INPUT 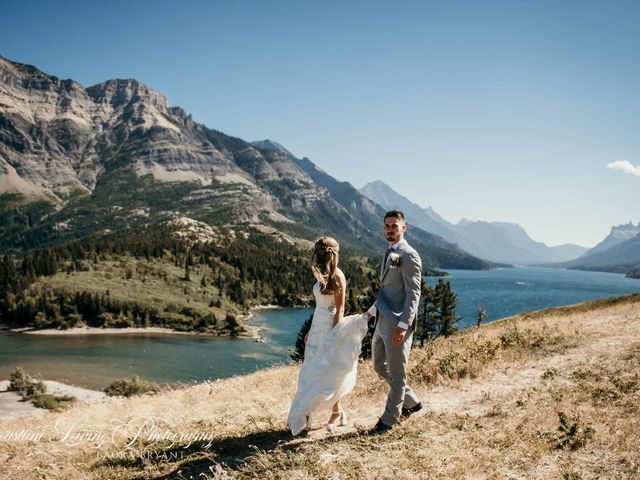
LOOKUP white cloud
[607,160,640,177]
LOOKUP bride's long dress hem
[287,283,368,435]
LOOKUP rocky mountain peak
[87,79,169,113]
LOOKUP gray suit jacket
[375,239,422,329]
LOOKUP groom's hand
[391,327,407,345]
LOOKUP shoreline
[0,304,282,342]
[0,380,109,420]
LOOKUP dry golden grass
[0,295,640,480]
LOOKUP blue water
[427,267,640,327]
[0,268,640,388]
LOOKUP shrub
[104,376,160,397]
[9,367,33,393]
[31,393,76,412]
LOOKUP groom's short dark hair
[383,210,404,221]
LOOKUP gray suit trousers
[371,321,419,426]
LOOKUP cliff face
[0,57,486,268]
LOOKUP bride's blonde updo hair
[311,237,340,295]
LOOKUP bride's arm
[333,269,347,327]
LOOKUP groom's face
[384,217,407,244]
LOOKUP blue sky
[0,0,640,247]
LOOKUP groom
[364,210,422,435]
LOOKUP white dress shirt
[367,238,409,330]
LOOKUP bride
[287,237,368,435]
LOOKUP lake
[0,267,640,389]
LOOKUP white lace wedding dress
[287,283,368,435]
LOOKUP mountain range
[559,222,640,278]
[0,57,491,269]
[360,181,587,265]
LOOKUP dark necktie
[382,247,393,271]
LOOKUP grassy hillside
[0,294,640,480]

---

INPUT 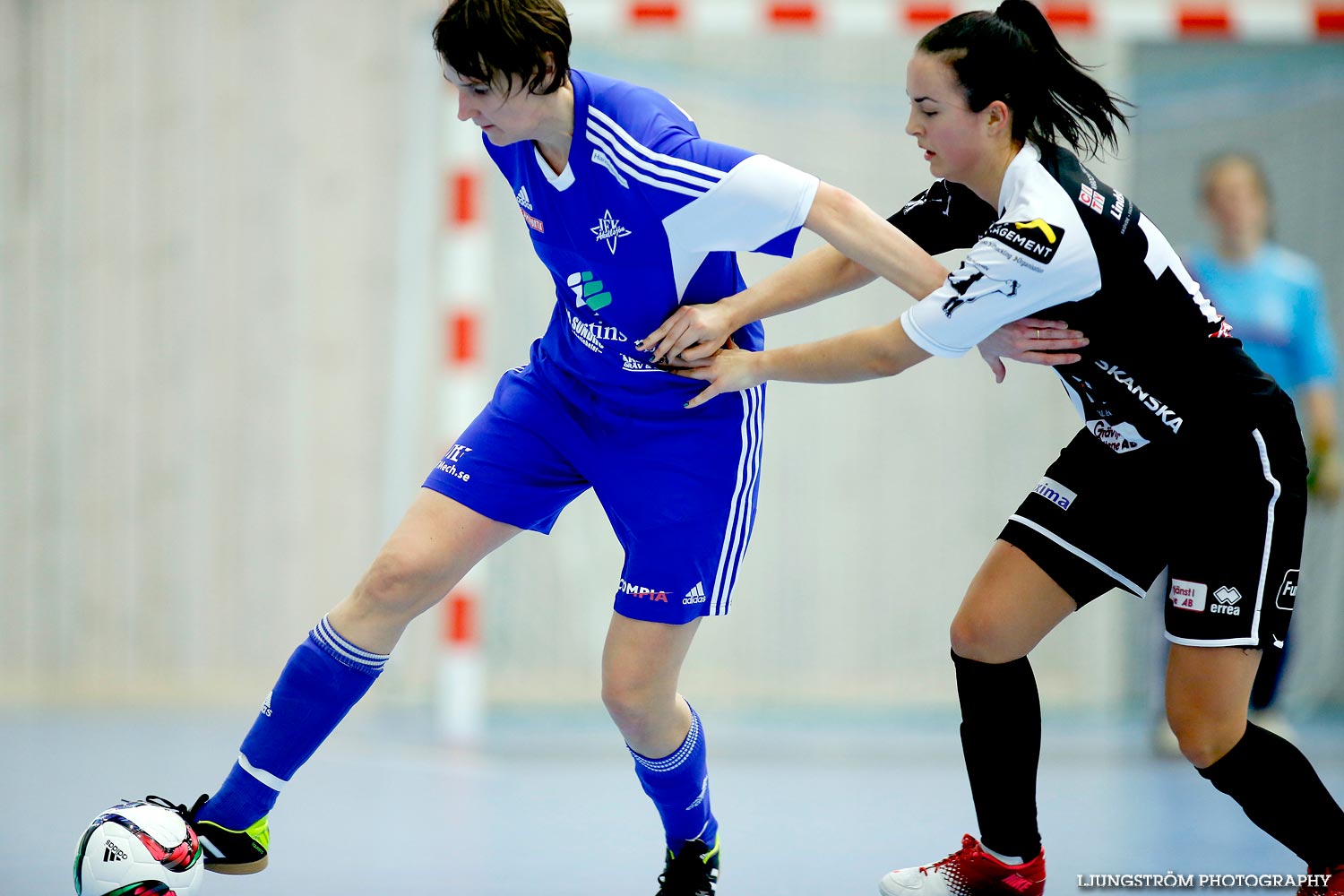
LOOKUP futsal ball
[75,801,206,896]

__SET EXERCISE__. Starting with the line containing "LOOKUP bride's long dress hem" and going on through the line containing "[0,294,640,480]", output that material as a two-column CSV with the headers lookup and result. Write one row per LOOKUP line, putting its text in one quoted field and everything listed beneath it in another, with line breaks turned into spaces.

__RESULT__.
lookup,result
"LOOKUP bride's long dress hem","[287,283,368,435]"
"LOOKUP rocky mountain peak","[87,79,169,113]"
"LOOKUP gray suit jacket","[375,239,422,329]"
"LOOKUP groom's hand","[391,327,407,345]"
"LOOKUP shoreline","[0,304,282,342] [0,380,109,420]"
"LOOKUP dry golden grass","[0,295,640,480]"
"LOOKUP blue water","[427,267,640,327] [0,268,640,388]"
"LOOKUP shrub","[104,376,160,397] [9,367,33,393] [31,393,76,412]"
"LOOKUP groom's short dark hair","[383,210,404,221]"
"LOOKUP gray suit trousers","[371,321,419,426]"
"LOOKUP cliff face","[0,57,486,268]"
"LOOKUP bride's blonde updo hair","[311,237,340,295]"
"LOOKUP bride's arm","[333,269,347,327]"
"LOOKUP groom's face","[384,217,407,244]"
"LOOKUP blue sky","[0,0,640,247]"
"LOOKUP groom","[364,210,422,435]"
"LOOKUP white dress shirt","[367,238,409,330]"
"LOOKUP bride","[287,237,368,435]"
"LOOKUP lake","[0,267,640,389]"
"LOOKUP white lace wedding dress","[287,283,368,435]"
"LOOKUP mountain range","[559,222,640,278] [0,57,491,269] [360,181,587,265]"
"LOOKUP dark necktie","[382,247,393,271]"
"LOOKUP grassy hillside","[0,294,640,480]"